* Stored rows:
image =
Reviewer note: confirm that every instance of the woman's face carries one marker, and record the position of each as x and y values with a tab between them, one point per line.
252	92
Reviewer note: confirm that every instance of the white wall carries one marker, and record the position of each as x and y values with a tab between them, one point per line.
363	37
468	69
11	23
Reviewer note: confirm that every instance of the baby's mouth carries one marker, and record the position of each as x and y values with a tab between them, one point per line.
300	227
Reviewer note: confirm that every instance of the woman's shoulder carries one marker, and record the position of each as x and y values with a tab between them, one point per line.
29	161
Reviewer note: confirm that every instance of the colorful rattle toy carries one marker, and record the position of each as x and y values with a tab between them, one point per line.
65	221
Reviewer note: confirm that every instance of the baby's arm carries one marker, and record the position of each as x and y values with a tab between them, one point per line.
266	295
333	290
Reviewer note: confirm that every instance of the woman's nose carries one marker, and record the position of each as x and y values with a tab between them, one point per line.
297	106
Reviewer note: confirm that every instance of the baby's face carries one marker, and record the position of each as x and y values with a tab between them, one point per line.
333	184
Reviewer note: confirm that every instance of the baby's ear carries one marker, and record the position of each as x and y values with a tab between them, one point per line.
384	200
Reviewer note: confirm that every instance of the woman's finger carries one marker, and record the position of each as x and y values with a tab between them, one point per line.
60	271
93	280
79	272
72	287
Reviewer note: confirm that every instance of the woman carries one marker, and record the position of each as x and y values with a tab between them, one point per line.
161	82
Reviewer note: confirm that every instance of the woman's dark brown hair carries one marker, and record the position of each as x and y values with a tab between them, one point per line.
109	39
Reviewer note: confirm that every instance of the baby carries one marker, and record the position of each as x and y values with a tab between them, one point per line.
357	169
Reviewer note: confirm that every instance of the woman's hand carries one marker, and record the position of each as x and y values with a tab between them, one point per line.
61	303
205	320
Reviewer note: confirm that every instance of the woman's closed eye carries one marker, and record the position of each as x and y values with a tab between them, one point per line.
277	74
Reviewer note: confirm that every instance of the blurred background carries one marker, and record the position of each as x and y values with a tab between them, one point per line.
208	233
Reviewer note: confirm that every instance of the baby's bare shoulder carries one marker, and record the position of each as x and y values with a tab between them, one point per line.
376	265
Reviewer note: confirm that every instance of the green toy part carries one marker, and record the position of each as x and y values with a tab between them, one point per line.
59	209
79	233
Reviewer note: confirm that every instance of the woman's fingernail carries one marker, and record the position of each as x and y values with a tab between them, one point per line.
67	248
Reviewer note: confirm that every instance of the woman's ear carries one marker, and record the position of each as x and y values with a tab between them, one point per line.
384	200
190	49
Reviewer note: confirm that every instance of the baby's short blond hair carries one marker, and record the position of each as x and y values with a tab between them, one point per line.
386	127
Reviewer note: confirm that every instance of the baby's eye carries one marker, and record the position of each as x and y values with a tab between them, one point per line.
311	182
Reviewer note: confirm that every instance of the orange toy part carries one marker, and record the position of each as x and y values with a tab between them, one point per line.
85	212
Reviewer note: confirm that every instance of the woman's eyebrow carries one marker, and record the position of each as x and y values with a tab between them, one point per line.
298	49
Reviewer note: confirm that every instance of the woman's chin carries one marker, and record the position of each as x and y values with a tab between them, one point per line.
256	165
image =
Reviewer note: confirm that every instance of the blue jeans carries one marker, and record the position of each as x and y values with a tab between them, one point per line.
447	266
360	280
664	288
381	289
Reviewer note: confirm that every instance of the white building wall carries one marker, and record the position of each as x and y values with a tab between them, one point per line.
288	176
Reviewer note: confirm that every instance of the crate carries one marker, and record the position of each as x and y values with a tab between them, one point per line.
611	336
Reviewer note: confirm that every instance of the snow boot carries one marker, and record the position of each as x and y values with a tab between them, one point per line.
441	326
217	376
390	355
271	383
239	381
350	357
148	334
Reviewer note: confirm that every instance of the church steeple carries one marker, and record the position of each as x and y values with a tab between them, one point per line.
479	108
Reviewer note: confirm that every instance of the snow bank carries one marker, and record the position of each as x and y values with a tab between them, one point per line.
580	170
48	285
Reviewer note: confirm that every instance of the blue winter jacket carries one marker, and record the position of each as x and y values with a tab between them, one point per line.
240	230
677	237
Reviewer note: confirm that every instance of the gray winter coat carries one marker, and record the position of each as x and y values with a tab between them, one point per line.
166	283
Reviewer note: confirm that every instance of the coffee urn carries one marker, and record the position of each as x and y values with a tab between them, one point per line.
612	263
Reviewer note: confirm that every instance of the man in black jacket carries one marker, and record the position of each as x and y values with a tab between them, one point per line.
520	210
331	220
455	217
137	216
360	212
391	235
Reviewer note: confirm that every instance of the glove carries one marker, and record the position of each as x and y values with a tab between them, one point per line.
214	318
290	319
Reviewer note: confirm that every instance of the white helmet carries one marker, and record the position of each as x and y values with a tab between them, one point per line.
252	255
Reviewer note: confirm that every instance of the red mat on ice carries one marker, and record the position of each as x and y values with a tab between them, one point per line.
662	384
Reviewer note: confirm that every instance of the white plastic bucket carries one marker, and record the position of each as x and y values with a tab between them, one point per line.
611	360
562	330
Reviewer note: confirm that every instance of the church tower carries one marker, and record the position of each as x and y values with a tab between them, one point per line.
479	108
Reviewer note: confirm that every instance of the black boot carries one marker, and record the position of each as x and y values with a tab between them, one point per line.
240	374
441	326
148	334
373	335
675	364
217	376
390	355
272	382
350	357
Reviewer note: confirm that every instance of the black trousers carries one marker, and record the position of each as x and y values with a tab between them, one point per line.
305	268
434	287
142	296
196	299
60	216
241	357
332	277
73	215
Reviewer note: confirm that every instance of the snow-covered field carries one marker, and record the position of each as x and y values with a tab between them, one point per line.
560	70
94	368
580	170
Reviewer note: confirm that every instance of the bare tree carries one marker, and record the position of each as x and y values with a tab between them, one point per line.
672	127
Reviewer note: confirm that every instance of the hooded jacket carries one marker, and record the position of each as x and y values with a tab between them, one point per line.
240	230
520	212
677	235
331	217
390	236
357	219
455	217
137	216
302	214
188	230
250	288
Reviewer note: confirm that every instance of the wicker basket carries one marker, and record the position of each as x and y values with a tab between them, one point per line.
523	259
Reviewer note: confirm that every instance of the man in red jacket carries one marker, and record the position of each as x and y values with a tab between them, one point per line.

* What the task requires: Reproduce the full listing word for word.

* The solution:
image =
Reviewer note: confirm that every instance of the woman's face carries one marker, and record the position of each as x and y values with a tab between them, one point per line.
252	92
Reviewer note: confirm that every instance of the white wall carries one marker, and record the position of each as x and y values with a tab between them, one point per line.
363	37
468	69
11	23
Reviewer note: confirm that every instance of the baby's mouth carries one marker, and record the position of each as x and y values with a tab between them, one point per line.
300	227
Reviewer note: confirm that every instance of the woman's shoulder carries one marker, and record the position of each as x and y values with a tab between them, one point per line.
29	161
Reviewer note: confirm that every instance of the colorful rattle toy carries one marker, and record the position of each as x and y values with a tab between them, one point per line.
65	221
Reviewer note: confirm that every instance of the baby's arm carries one marker, and record the position of each as x and y values with a tab between them, one point per line.
266	295
333	290
Reviewer note: confirm that every instance of the woman's nose carries one marker, and record the position of each as x and y values with a tab between them, one point per line.
297	106
Reviewer note: confirm that every instance of the baby's face carries one marker, and record the position of each as x and y values with a tab between them, one point per line.
333	184
Reviewer note: confirm that every instance of the baby's ear carries one marker, and record the position of each as x and y values with a tab between them, one point per line.
384	200
Reviewer note: confirm that every instance of the woman's finger carries one marker, and record the position of each as x and y values with a tab between them, one point per line.
60	271
93	280
79	272
72	287
Reviewer note: confirm that every instance of the woman carries one marker, and record the position of each as x and y values with a tab between them, one point per line.
161	82
Reviewer note: confirm that every instance of the woman's dark brown hair carries one marker, and record the position of each as x and y values with a tab between them, one point per line.
109	39
Reviewer note: confirm that every instance of the baby carries one marker, and record the position of each as x and y values with a tab between them, one point per line.
357	169
Reviewer note: confirm that every instance of the woman's hand carries one marker, and record the position of each as x and y values with a tab between them, one point per line.
61	303
205	320
Reviewer note: confirm that every instance of the woman's closed eye carries one marker, and record the position of each as x and y values with a tab between them, one point per line.
277	74
Reviewer note: confirm that every instance of the blurred background carries one marker, and record the position of each as x and y values with a tab between them, one point per line.
208	233
Reviewer note: confirm that every instance of the baby's bare shoulder carries one marker, and record the position of each as x and y values with a tab between them, one point per line.
376	265
Reviewer note: confirm that every instance of the green toy part carries one marker, and record the position of each as x and y values with a tab between them, one point per line.
59	209
79	233
Reviewer note: confirm that every instance of the woman's fingernail carries one marker, and record the position of each as x and y values with a tab between them, one point per line.
67	248
Reviewer note: confirm that every instance of the woman's ear carries one marker, and record the position of each as x and y values with a tab between them, one point per line.
384	200
190	49
Reviewer note: confirm that every instance of the baby's short blond hair carries one marker, and record the position of each as x and y values with a tab between them, one point per line.
386	127
Reviewer note: confirm that every instance of the baby's eye carries one marker, and record the position of each as x and y values with a tab between them, one point per line.
311	182
Reviewer note: confirm that every instance of the orange toy part carries one marker, and record the position of each as x and y values with a tab between them, one point per line.
85	212
Reviewer note: confirm that every instance of the woman's eyebrow carries one marker, and record the position of each as x and y values with a tab between them, one point per line.
298	49
Reviewer note: confirm that every instance of the woman's chin carries one marker, and record the position of each as x and y values with a tab between them, one point per line.
256	165
image =
Reviewer note: confirm that every instance of the blue jeans carries one marker, and record the position of each as x and y values with a tab between them, one point per line.
447	266
360	280
664	288
381	289
Reviewer note: confirm that every instance of the white building wall carries one marker, and record the position of each as x and y values with a tab between them, one point per line.
288	176
Reviewer note: confirm that every instance of the crate carries one marker, and record the position of each as x and y values with a tab between them, one point per line.
611	336
Reviewer note: confirm that every instance of the snow boot carries one marker, and record the position of each as x and y values with a tab between them, one point per line.
441	326
217	376
390	355
271	383
239	381
350	357
148	334
Reviewer note: confirm that every instance of the church steeple carries one marker, and record the position of each as x and y values with a tab between them, one point per line.
479	108
Reviewer note: confirm that every instance of the snow bank carries one marker, and record the position of each as x and y values with a tab between them, one point per line.
580	170
48	285
Reviewer note: confirm that every instance of the blue winter jacket carries one marker, and record the position of each as x and y values with a tab between them, one point per line.
240	230
677	237
Reviewer note: confirm that every instance of the gray winter coat carries one marker, and record the position of each as x and y values with a tab between them, one point per line.
166	283
Reviewer note: confirm that every instance of the coffee urn carries one marker, and record the position of each as x and y values with a tab between them, one point per line.
612	263
Reviewer note: confirm that every instance of the man in black jacket carries one marker, and record the position of each as x and y values with a tab between them, one point per line.
520	210
331	220
455	217
137	216
360	212
391	235
Reviewer note: confirm that every instance of the glove carries one marker, and record the position of each as x and y values with a tab between them, one point per line.
214	318
290	319
Reviewer note: confirm that every instance of the white helmet carries one marker, and record the position of each as x and y values with a tab between them, one point per line.
252	255
Reviewer note: confirm that every instance of the red mat on ice carries one marker, and record the position of each as x and y values with a tab between them, one point per line.
662	384
Reviewer note: confirm that every instance of the white plastic bucket carries one marker, and record the position of each as x and y values with a tab between them, one point per line.
611	360
562	330
Reviewer note: confirm that every instance of the church tower carries one marker, and record the position of each as x and y values with a tab between them, one point per line.
479	108
Reviewer note: confirm that every instance of the black boot carries one marker, and record the position of each as x and y values with a tab between them, one point per line.
240	374
441	326
148	334
373	335
675	364
217	376
390	355
272	382
350	357
Reviewer note: confirm that every instance of the black trousers carries one marker, and record the position of each as x and y values with a tab between them, one point per line.
305	268
434	287
142	296
196	299
60	216
241	357
332	277
73	215
Reviewer note: confirm that every instance of the snow-covered field carries one marker, and record the position of each as x and y values with a tab between them, one point per line.
560	70
94	368
580	170
Reviewer note: confirm that every instance of the bare tree carries one marker, and record the position of each as x and y values with a tab between them, one point per line.
672	127
Reviewer note: confirm that every instance of the hooded jacket carries one marker, and record the position of each as x and y values with a tab between them, one point per line.
240	230
520	212
677	235
331	217
390	236
357	219
455	217
137	216
302	214
188	230
250	288
Reviewer note: confirm that every instance of the wicker basket carries one marker, and record the position of each as x and y values with a tab between them, one point per line.
523	259
Reviewer note: confirm that every instance of the man in red jacket carries one marker, and record the position of each as x and y values with a tab between them, one point per line.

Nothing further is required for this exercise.